◆ Directions ◆
Begin at the line that has "the white sky in the photo above." and stop after the last line of the items. Copy every line in that range unchanged except for the coordinate pairs, which you should multiply by 0.8 and round to whole numbers, with halves rounded up.

— Begin Extracted entries —

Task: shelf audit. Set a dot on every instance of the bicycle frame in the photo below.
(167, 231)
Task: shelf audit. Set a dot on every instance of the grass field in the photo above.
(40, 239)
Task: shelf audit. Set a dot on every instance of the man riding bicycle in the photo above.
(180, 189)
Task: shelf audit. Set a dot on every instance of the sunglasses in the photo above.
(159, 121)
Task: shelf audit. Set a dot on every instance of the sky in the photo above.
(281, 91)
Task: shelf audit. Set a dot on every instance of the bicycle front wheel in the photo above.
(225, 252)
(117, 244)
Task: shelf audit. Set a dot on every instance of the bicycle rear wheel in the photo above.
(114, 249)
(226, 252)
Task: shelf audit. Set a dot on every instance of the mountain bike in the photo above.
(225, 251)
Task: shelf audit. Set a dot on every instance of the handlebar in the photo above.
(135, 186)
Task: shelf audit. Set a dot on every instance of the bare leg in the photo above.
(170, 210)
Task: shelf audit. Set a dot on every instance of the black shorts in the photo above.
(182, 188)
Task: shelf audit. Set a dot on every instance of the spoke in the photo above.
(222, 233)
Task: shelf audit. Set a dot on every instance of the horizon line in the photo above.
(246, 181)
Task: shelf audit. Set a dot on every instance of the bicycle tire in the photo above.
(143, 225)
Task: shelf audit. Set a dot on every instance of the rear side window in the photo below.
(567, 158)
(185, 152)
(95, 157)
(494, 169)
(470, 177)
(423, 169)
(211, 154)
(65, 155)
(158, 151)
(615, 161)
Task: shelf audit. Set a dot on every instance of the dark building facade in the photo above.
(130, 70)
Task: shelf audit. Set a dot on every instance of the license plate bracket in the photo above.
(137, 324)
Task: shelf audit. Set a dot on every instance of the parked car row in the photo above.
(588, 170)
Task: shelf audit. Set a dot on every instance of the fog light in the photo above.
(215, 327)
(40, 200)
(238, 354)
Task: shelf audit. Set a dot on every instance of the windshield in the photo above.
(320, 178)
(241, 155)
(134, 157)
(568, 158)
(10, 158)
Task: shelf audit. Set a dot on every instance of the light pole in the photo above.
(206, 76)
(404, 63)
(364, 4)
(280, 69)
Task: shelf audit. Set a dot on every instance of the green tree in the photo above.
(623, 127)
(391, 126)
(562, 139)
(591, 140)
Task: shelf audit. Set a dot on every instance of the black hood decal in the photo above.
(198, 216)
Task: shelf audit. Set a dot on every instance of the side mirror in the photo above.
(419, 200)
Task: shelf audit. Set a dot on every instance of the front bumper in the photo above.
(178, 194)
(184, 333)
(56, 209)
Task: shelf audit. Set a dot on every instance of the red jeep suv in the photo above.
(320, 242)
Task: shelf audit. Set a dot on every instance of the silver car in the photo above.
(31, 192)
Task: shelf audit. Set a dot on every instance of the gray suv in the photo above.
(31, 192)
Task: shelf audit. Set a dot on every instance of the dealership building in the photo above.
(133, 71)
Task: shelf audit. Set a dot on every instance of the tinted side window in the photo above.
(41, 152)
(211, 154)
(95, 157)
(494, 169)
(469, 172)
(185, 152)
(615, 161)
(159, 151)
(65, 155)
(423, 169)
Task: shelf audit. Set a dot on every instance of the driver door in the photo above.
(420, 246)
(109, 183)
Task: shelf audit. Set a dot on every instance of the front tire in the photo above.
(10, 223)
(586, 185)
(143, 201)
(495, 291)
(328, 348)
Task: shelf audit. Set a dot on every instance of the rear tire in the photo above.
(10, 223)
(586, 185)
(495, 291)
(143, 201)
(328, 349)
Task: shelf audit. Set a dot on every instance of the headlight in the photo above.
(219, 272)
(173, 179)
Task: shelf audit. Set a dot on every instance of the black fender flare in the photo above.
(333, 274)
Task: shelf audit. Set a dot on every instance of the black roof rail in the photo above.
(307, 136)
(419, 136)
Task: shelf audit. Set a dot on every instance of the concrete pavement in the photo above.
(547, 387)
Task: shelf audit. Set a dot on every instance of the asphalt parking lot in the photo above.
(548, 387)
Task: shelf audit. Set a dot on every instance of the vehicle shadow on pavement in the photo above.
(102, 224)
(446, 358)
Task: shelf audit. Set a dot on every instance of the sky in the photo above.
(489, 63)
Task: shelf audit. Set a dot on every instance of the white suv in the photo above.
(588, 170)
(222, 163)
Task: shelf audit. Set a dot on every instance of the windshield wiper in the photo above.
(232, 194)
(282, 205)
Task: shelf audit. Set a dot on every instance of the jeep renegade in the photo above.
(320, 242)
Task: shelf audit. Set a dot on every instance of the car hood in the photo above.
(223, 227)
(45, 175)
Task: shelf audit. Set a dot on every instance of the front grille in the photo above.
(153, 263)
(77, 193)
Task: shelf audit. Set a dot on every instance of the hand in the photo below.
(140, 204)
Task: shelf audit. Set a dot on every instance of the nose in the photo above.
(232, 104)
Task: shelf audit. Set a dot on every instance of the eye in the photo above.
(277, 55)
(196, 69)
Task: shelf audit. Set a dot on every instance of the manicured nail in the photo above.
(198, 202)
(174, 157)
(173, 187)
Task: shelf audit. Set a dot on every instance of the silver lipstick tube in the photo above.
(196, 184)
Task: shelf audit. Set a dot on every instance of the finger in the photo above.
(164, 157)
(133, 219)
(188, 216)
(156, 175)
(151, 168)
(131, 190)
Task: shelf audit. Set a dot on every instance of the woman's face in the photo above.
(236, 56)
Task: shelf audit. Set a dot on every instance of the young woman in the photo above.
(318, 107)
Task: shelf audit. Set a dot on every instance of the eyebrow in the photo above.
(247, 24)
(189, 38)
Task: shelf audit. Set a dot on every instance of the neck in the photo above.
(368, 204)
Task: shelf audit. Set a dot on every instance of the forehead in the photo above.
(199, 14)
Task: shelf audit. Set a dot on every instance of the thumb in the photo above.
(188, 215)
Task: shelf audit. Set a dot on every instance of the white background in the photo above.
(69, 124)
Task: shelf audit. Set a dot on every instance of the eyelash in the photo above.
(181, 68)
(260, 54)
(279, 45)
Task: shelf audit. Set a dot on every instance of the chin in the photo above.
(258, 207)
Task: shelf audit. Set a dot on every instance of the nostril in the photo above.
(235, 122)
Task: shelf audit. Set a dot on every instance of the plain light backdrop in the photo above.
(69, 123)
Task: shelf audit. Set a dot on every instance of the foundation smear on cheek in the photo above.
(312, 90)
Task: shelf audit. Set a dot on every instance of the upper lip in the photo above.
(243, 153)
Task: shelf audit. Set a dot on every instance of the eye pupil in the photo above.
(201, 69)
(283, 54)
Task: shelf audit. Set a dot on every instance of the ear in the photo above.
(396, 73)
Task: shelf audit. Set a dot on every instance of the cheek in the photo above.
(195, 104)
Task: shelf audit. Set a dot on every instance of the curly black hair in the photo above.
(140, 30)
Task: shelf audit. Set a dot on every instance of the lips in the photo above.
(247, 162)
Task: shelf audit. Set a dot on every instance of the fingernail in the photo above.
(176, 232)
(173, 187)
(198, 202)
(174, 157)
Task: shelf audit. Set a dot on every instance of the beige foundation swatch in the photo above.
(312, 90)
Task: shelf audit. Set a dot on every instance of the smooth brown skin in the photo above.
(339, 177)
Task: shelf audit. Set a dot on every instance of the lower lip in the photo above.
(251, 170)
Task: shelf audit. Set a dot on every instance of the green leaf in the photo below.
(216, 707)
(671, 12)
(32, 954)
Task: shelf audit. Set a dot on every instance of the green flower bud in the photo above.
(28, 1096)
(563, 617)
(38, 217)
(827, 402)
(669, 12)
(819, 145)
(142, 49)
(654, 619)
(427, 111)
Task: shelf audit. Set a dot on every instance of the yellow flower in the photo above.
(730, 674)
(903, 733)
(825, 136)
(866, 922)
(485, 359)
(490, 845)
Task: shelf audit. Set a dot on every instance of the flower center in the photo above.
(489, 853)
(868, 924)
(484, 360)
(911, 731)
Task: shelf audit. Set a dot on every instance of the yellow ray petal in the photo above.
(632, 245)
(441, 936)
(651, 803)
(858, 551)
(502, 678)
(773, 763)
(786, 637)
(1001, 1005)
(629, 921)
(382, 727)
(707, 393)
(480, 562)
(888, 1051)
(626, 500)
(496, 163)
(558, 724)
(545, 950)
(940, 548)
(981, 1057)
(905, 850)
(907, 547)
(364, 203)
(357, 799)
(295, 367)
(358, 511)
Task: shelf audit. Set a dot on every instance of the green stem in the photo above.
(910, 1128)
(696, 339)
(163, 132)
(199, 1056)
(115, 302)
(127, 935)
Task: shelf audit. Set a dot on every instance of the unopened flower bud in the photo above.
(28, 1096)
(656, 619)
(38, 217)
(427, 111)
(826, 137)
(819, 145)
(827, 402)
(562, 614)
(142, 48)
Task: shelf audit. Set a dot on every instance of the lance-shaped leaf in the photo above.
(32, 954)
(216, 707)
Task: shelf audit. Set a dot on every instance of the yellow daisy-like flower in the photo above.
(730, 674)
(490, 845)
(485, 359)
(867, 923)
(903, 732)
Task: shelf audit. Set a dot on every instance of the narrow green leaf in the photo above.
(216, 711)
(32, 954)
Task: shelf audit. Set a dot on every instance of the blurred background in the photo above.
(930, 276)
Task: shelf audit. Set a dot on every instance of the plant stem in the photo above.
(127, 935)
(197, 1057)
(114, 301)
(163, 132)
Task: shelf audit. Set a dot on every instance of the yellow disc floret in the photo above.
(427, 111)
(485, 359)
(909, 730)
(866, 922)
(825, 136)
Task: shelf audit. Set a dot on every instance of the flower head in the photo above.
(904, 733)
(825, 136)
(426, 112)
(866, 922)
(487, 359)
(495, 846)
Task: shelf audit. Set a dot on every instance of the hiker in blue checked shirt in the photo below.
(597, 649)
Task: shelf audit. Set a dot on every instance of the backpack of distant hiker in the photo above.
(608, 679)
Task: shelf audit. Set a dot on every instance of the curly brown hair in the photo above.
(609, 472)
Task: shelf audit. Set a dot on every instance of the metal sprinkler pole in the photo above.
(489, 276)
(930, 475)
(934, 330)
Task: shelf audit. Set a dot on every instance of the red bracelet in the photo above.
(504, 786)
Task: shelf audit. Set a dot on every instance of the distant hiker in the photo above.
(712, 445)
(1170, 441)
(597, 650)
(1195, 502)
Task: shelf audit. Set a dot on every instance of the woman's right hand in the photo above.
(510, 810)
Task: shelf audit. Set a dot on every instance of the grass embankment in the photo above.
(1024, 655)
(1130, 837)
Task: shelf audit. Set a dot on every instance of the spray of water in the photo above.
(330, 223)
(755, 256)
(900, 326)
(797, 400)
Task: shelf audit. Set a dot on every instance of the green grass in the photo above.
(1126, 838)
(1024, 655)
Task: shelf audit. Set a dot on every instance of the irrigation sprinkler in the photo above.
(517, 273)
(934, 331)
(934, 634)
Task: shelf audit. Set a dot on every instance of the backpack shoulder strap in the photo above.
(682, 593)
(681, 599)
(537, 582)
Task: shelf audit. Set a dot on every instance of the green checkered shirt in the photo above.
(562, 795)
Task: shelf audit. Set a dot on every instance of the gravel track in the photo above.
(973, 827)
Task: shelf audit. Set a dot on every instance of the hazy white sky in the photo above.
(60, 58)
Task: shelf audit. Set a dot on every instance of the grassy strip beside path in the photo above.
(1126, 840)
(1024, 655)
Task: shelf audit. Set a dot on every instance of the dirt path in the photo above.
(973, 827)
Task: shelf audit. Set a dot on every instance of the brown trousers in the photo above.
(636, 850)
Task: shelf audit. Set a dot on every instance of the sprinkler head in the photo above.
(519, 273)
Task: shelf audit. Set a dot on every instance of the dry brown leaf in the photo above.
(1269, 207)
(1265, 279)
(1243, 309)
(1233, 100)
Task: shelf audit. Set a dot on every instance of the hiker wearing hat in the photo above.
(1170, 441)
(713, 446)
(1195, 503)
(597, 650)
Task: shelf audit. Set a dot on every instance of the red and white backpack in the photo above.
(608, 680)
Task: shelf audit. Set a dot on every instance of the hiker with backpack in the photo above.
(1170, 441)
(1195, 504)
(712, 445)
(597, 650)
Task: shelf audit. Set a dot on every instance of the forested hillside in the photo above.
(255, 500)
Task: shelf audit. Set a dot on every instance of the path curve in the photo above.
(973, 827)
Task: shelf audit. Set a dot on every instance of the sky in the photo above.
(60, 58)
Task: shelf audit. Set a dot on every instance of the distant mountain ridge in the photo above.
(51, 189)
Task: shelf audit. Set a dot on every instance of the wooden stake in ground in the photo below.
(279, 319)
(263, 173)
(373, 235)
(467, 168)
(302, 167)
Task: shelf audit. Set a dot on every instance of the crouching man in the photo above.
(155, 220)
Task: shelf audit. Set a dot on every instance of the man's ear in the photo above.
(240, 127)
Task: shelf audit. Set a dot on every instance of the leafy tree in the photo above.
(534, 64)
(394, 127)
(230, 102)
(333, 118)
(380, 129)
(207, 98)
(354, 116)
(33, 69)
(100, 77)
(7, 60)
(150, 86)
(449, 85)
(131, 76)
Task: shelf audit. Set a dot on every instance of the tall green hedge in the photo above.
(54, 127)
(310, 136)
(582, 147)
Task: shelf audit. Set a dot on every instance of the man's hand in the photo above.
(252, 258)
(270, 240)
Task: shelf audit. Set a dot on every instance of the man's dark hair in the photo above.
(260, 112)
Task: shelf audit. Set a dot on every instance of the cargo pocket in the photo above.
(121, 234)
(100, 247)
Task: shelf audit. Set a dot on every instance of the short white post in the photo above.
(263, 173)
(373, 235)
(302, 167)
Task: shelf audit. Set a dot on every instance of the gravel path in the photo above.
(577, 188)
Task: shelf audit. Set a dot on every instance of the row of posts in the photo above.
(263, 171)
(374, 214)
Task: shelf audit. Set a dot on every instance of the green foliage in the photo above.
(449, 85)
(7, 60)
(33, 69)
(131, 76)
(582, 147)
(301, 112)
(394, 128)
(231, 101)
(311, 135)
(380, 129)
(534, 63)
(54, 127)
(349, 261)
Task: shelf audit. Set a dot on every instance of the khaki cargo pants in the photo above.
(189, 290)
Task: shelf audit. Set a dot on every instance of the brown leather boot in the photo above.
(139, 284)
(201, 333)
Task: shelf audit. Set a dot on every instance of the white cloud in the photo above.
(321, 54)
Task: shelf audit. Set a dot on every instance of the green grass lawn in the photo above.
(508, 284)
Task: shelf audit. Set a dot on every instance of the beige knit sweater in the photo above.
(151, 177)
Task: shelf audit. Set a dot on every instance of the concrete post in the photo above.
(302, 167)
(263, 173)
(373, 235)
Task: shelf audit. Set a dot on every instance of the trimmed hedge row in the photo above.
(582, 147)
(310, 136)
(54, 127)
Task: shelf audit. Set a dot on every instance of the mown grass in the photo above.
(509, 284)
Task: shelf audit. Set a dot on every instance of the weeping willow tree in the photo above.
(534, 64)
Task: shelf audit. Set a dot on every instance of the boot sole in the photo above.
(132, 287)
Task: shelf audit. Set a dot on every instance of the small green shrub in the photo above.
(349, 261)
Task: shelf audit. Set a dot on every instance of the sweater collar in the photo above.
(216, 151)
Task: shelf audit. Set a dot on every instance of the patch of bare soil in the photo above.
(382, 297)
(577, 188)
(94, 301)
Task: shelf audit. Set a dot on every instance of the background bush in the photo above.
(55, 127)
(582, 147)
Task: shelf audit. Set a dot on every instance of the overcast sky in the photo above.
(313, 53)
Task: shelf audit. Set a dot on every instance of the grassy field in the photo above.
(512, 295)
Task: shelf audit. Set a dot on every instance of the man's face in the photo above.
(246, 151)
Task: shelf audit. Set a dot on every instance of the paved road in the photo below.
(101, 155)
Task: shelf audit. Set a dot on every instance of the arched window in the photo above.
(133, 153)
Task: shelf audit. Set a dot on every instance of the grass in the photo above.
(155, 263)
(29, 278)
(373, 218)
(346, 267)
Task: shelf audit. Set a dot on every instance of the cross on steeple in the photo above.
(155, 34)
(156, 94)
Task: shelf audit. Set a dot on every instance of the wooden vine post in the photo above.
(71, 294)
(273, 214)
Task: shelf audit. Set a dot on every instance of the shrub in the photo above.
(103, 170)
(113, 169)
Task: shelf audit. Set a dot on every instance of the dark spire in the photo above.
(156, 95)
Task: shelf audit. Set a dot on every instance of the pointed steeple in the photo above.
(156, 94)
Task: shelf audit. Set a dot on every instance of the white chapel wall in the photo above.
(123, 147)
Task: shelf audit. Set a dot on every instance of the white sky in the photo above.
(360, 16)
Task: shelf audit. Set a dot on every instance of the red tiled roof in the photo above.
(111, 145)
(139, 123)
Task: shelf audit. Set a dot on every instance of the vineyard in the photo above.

— End Extracted entries —

◆ Exercise solution ◆
Task: shelf audit. Set a dot on every instance of the white sky in the photo above.
(288, 13)
Task: shelf audit. Set a dot on every instance of the red tiled roof in the photo above.
(89, 116)
(111, 98)
Task: shelf audit. Set a dot on every instance of the vineyard in the photo above.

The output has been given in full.